◆ Task item
Where in the entries below does "like" appear? Copy every line that has it.

Dataset entries:
◇ ◇ ◇ ◇

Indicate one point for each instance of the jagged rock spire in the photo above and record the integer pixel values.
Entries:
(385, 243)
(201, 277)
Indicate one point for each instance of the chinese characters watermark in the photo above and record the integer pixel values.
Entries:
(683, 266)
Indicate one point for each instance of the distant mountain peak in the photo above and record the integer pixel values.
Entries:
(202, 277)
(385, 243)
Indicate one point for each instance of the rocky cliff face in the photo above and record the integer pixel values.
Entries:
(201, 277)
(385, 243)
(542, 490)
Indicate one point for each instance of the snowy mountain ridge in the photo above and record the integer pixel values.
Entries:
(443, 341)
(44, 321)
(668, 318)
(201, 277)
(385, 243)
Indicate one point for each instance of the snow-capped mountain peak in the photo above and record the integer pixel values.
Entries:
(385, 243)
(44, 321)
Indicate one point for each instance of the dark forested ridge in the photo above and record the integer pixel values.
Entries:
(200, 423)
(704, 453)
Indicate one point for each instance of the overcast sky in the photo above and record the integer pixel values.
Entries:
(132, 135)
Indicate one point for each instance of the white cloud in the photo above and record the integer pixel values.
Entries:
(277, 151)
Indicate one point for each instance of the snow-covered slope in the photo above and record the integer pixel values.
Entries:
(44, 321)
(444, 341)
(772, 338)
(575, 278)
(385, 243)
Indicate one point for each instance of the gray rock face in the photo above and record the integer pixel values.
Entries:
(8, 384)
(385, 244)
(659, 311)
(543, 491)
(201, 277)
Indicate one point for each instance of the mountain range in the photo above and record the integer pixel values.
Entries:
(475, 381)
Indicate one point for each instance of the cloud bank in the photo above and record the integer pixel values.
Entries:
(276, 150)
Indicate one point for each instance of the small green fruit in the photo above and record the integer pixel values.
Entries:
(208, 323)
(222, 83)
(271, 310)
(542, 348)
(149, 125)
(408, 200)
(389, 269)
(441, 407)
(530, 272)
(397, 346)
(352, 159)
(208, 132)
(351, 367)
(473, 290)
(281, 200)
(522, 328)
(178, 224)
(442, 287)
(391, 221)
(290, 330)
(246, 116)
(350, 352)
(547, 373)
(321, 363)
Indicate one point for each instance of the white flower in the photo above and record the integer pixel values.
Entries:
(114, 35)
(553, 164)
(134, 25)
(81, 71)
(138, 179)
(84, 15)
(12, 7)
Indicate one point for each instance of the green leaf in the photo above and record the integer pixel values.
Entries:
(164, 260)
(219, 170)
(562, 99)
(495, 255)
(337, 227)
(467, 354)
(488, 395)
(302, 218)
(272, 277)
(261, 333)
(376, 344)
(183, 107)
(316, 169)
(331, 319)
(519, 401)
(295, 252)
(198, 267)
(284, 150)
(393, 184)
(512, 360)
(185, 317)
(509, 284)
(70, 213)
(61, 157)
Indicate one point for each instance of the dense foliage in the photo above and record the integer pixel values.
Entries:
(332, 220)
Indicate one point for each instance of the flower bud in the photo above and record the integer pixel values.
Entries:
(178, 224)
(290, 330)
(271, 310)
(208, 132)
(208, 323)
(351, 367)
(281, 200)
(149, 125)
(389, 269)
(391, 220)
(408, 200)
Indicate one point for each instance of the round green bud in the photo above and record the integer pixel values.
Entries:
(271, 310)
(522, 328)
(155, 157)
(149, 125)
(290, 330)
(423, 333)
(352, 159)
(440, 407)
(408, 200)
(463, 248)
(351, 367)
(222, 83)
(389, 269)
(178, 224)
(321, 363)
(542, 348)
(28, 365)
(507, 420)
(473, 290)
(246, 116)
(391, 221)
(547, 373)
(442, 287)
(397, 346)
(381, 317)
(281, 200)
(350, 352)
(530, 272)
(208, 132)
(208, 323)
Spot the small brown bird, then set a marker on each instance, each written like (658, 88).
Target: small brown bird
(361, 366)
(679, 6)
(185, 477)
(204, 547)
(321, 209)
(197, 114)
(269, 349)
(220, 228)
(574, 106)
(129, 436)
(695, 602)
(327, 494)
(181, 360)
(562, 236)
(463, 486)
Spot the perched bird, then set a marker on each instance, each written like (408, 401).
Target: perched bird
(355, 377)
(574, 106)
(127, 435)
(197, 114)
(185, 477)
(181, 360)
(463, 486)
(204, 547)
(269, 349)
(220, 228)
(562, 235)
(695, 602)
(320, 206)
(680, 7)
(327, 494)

◇ ◇ ◇ ◇

◆ Result of the exercise
Spot the small brown bird, then set a marker on each instance, each written like (658, 88).
Spot the perched bird, then set a marker on each instance, each written like (408, 401).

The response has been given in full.